──────── Извлечённый текст
Современные художественные формы, по Гадамеру, могут отражать, например в повествовании, либо чисто субъективно разворачивающееся движение сюжета, либо, наоборот, концентрацию предметного мира в «я» сознания. В таком случае рефлексия полностью поглощает произведение искусства, становясь его темой [61; 153]. В живописи подобный процесс складывается из столкновения изображаемого предмета с изобразительной плоскостью, которое завершается «победой» последнего. Причем возникающая художественная композиция, не предусматривая никакой имитации, сосредотачивается на чисто духовной природе элементов. В результате рождаются образы - цель всех экспериментов автора. В этой связи Гадамер указывает на несовпадение гештальтов модернизма с гештальтпсихологией. В последней гештальт находится в полной зависимости от строгого тождества гештальтов, структурированных по признакам тектоники, свойств и сущности. В гештальте части определяются целым, а потому внешнее оформление целого оказывается более важным, нежели его основа. Смысл гештальта заключается в его центре, к нему стягивается все остальное. В произведении модернизма образ в его классическом понимании утрачивает свое приоритетное значение, поскольку актуализируется целостность самой формы, которая является не результатом структурирования или соподчинения, а выражением присущего ей содержания.
────────────────
## Задание 1
Перепишите текст о Гадамере целиком, не меняя в нём ни слова.
Текст о Гадамере и список — отдельные, не связанные между собой материалы.
──────── Исходные данные
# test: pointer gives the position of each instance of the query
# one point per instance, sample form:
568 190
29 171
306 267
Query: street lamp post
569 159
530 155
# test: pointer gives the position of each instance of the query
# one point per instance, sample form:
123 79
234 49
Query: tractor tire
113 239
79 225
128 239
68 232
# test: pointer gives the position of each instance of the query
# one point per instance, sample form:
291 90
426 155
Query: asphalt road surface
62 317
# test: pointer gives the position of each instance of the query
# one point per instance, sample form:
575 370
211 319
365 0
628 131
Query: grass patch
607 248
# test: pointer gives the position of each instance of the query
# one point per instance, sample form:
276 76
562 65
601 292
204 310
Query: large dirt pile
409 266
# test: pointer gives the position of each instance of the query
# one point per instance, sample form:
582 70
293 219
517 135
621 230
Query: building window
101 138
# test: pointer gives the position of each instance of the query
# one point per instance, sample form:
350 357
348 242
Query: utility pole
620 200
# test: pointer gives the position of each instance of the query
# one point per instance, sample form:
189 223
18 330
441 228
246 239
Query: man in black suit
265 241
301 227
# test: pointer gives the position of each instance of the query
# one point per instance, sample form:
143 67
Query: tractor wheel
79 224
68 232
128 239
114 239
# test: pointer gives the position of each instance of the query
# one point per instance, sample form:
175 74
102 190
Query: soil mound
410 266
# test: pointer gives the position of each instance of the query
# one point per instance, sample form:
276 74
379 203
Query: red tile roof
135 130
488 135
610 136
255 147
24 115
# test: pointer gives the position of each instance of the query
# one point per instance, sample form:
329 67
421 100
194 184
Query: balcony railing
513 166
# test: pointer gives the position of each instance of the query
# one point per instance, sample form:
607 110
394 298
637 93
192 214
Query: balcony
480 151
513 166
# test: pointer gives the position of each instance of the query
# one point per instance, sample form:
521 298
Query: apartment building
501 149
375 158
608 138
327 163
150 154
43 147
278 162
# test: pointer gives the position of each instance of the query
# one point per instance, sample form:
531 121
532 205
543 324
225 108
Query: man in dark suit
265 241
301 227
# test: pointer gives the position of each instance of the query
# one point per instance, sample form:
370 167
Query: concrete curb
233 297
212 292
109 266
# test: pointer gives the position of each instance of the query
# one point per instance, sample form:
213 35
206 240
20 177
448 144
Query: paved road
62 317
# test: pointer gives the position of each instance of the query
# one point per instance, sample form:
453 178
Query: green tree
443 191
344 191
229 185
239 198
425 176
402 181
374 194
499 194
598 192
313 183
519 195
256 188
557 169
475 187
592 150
────────────────
## Задание 2
Найдите в списке все строки, где встречается слово «road», и выпишите их.

## Результат задания 1
Современные художественные формы, по Гадамеру, могут отражать, например в повествовании, либо чисто субъективно разворачивающееся движение сюжета, либо, наоборот, концентрацию предметного мира в «я» сознания. В таком случае рефлексия полностью поглощает произведение искусства, становясь его темой [61; 153]. В живописи подобный процесс складывается из столкновения изображаемого предмета с изобразительной плоскостью, которое завершается «победой» последнего. Причем возникающая художественная композиция, не предусматривая никакой имитации, сосредотачивается на чисто духовной природе элементов. В результате рождаются образы - цель всех экспериментов автора. В этой связи Гадамер указывает на несовпадение гештальтов модернизма с гештальтпсихологией. В последней гештальт находится в полной зависимости от строгого тождества гештальтов, структурированных по признакам тектоники, свойств и сущности. В гештальте части определяются целым, а потому внешнее оформление целого оказывается более важным, нежели его основа. Смысл гештальта заключается в его центре, к нему стягивается все остальное. В произведении модернизма образ в его классическом понимании утрачивает свое приоритетное значение, поскольку актуализируется целостность самой формы, которая является не результатом структурирования или соподчинения, а выражением присущего ей содержания.

## Результат задания 2
Query: asphalt road surface
Query: paved road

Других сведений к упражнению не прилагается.